Repeat all of the records exactly, leaving out the pictures.

GIVEN DATA:

++++++++

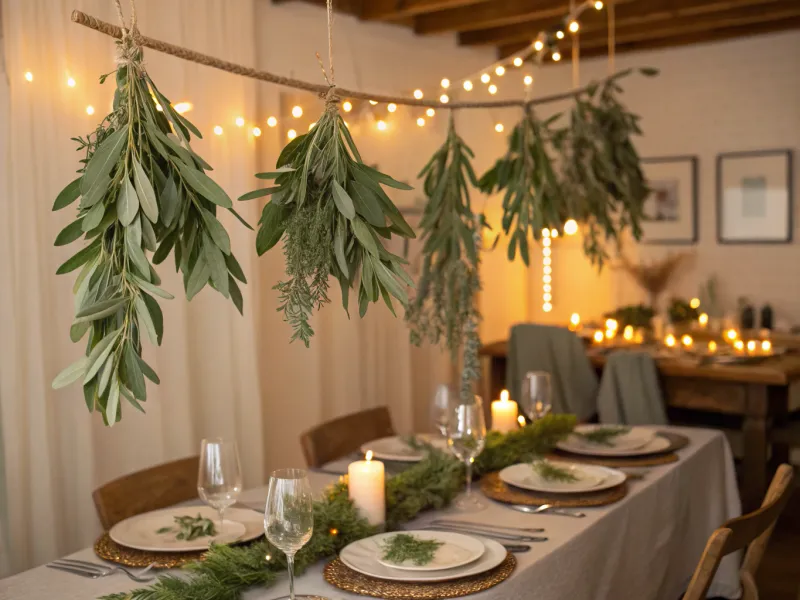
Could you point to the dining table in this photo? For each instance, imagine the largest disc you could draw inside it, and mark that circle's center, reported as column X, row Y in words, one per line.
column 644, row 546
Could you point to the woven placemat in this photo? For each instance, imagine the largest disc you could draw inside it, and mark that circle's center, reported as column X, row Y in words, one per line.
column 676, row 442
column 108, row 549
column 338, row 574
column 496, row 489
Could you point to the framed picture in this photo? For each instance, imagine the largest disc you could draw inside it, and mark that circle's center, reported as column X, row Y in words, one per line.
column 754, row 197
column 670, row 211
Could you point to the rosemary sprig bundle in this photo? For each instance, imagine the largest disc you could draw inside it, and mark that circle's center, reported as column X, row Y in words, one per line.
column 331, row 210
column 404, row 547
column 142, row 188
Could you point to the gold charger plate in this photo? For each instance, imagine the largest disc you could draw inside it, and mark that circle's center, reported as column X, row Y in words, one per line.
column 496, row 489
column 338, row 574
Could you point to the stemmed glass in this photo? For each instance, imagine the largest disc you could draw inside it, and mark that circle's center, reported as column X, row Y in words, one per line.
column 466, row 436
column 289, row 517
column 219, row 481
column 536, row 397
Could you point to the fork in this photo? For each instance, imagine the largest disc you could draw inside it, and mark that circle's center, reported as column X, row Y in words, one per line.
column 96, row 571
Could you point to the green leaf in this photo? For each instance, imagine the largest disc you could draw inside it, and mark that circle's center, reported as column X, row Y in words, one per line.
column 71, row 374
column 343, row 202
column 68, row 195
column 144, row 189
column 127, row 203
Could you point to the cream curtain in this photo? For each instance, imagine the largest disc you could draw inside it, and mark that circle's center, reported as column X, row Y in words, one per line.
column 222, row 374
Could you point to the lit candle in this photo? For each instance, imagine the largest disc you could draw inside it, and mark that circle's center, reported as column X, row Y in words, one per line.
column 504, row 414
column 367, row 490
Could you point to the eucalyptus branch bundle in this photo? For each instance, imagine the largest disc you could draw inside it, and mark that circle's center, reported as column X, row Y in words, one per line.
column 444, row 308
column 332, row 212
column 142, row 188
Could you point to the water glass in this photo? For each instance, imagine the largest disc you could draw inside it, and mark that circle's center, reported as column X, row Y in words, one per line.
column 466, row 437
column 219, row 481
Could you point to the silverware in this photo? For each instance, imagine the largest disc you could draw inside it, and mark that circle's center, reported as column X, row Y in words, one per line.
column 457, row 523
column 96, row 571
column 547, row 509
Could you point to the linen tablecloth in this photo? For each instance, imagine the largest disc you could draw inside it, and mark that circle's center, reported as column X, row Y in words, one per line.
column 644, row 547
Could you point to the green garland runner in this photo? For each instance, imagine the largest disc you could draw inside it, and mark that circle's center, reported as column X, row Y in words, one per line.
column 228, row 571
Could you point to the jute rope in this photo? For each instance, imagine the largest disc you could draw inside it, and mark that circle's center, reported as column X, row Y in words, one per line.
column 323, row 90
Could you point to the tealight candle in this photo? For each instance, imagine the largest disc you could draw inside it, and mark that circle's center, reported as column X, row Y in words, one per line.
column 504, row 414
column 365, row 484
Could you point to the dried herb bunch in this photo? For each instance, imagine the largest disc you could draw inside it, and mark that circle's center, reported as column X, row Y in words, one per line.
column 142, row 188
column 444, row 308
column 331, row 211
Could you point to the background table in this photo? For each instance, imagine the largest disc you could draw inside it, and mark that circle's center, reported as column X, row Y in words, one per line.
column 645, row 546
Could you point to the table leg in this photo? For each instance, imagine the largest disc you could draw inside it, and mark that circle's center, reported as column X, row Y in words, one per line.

++++++++

RESPONSE FOR THIS EXERCISE:
Could you point to the dining table in this photo? For each instance, imagine the largest disc you could draw inside it, and mark that circle's center, reported as column X, row Y in words, one per line.
column 644, row 546
Could you point to the woven placemat in this photo? For each instance, imagine the largest disc you could draw inside it, and mark that circle's center, reported as column X, row Y in words, one per line.
column 676, row 442
column 108, row 549
column 338, row 574
column 496, row 489
Could you point to the framed picture in this photo? For each instance, imagine the largest disc you could draw inside it, and mark that circle's center, reported as column X, row Y in words, one per line.
column 754, row 197
column 670, row 211
Could you point to the rosemary sprig bundle in this photo? For each instance, imagine the largest disc you could draw inside it, and mark that circle's center, reported as column X, row Y in words, one per line.
column 331, row 210
column 404, row 547
column 142, row 188
Could you point to the gold charger plate in this photo? For each instance, imagine the largest disc you could draw inside it, and mark that circle's center, reported as column X, row Y in words, one per line.
column 496, row 489
column 338, row 574
Could you point to the stemmed glass in this photo? For each instance, imagine the largest disc you could draw inside it, and mark that circle's center, reported as column X, row Y in words, one per line.
column 466, row 436
column 289, row 517
column 219, row 481
column 536, row 397
Could you point to the fork in this photo? For each instance, imagine the largest disc you could draw inside it, and mark that circle's center, reported as column X, row Y in words, one per line.
column 96, row 571
Could you point to the green leaf in this photo? For each instance, imagine the largest disc you could draw inside it, and mark that circle's center, reported as column X, row Y in words, one per line.
column 71, row 374
column 343, row 202
column 68, row 195
column 144, row 189
column 127, row 203
Could you point to the cream curtain in this photo? For each instance, imagine the largest disc you could draw inside it, and mark that circle's center, reported as column X, row Y in words, one per line.
column 222, row 374
Could you point to the lit candle in this photo? For each instance, imagine the largest disc you could draw inside it, and mark that circle's center, reported as column X, row Y in words, one per line.
column 504, row 414
column 367, row 490
Could you point to the eucalyptus branch bundle in this photo? For each instance, imagine the largest disc you could draw inside it, and mark that circle's center, reported as column X, row Y in words, one per line.
column 444, row 308
column 332, row 212
column 142, row 188
Could you point to the water glass in this photo? For each instance, imagine the largest disc you could draw inside it, and mark that circle's center, reported as column X, row Y in words, one per line.
column 466, row 437
column 219, row 481
Could you point to the silverware in this photo? For each instance, imagine the largest disc you could draw inside it, and mark that circle's center, reported as column X, row Y in words, one per line.
column 457, row 523
column 96, row 571
column 547, row 509
Could you point to the linen tablecloth in this photo? For each instance, imagine the largest disc you could draw inside it, and mark that circle's center, reported as column X, row Y in words, one per line.
column 644, row 547
Could you point to the green garland runner in this photo? For each instance, imagine the largest disc you could draw inside it, and mark that circle's center, reported as column X, row Y in words, one per line.
column 228, row 571
Could you point to the jute rope in this photo? For each instance, imagine the largest disc you could draw inside it, and mark that circle's center, reported as column X, row Y in words, one per line.
column 323, row 90
Could you point to the tealight candle in this photo? For each instance, imagine the largest disc you could draw inside it, and mark that circle's center, reported as column X, row Y in words, one per line.
column 504, row 414
column 365, row 484
Could you point to the dried herb bunch in this photo? For each instance, imagine the largest disc you could draw inside it, and mark that circle's center, reported as column X, row Y in words, one per line.
column 142, row 188
column 444, row 308
column 331, row 211
Could you point to the background table in this photo? For each instance, imagine the largest disc you could draw inside it, and mark that circle's center, reported as column X, row Y in words, one per line.
column 645, row 546
Could you point to the table leg in this photo? For each instance, imagine the largest disc you could draw inside it, and mark that circle's center, reported as column X, row Y in words, one per line.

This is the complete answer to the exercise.